■ **SELECTED TEXT**:
How to merge cooperatives
The Rural cooperatives magazine of september-october (pp. 4-9) brings the story of a merger of two American cooperatives in the agricultural sector. Thy conclude by giving some tips & tricks to enlarge the success ratio of a merger of cooperatives:
- Look for a merger partner whose business type, market approach or culture is similar to your coop’s. This increases the chance of a successful merger.
- Don’t promise what you can’t deliver. If you don’t know or haven’t decided about key operations, assets or personnel, be honest in telling members, employees or customers, recommends David Holm of the Iowa Institute for Cooperatives. He has advised on nearly 50 coop mergers since 1994.
- Continually reinforce the need for change. “Don’t underestimate the ability of your good members to understand and adapt to change,” Holm says.
- Be aware of board egos. “One of the thorniest issues is getting the boards of both coops to create an environment for open, frank discussions about the strengths and weaknesses of both organizations,” says agricultural economist Allen W. Gray of Purdue University. “That’s a big challenge because board members often come in with ego and want their own coop to be the winner. A merger has got to be for the benefit of the members. You can’t make it a competition.”
- Expect surprises. Due diligence may reveal that an asset is in poorer condition than you thought. Two coops are likely to have different Information Technology systems and software.
- Determine who the new CEO will be even before the merger vote. There will be two CEOs when talks begin and one when the merger is done. Who that will be should be clear as soon as possible. Also, know what the transition path will be for the CEO who won’t be heading the new coop.

■ **SET TASK**:
Copy out the passage of the cooperative merger text starting with "- Expect surprises." and going on through "systems and software.". Rely only on the cooperative merger text.

■ **MATERIAL**:

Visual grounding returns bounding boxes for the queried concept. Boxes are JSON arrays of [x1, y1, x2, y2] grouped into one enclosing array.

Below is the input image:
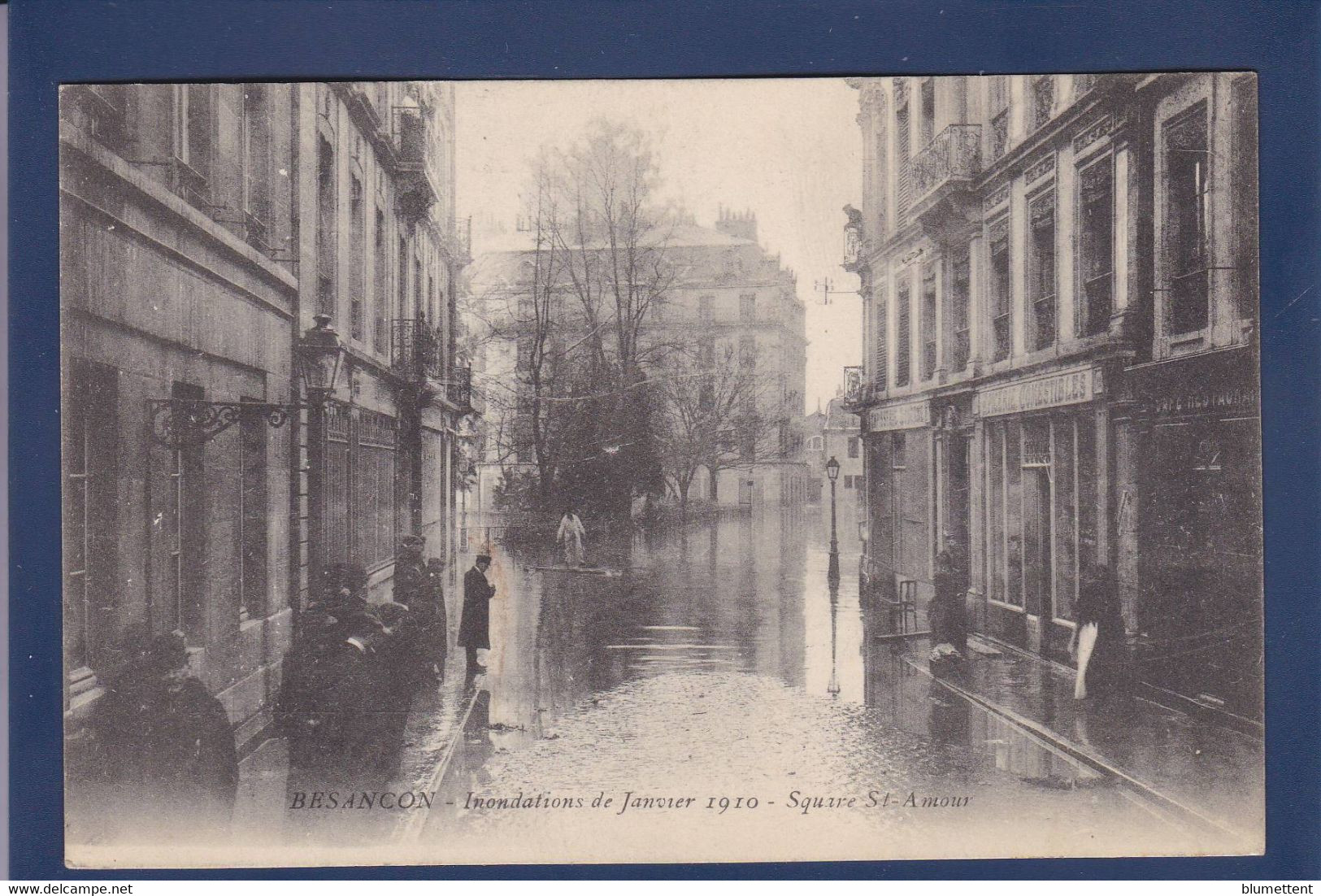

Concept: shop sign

■ **FINAL RESULT**:
- Expect surprises. Due diligence may reveal that an asset is in poorer condition than you thought. Two coops are likely to have different Information Technology systems and software.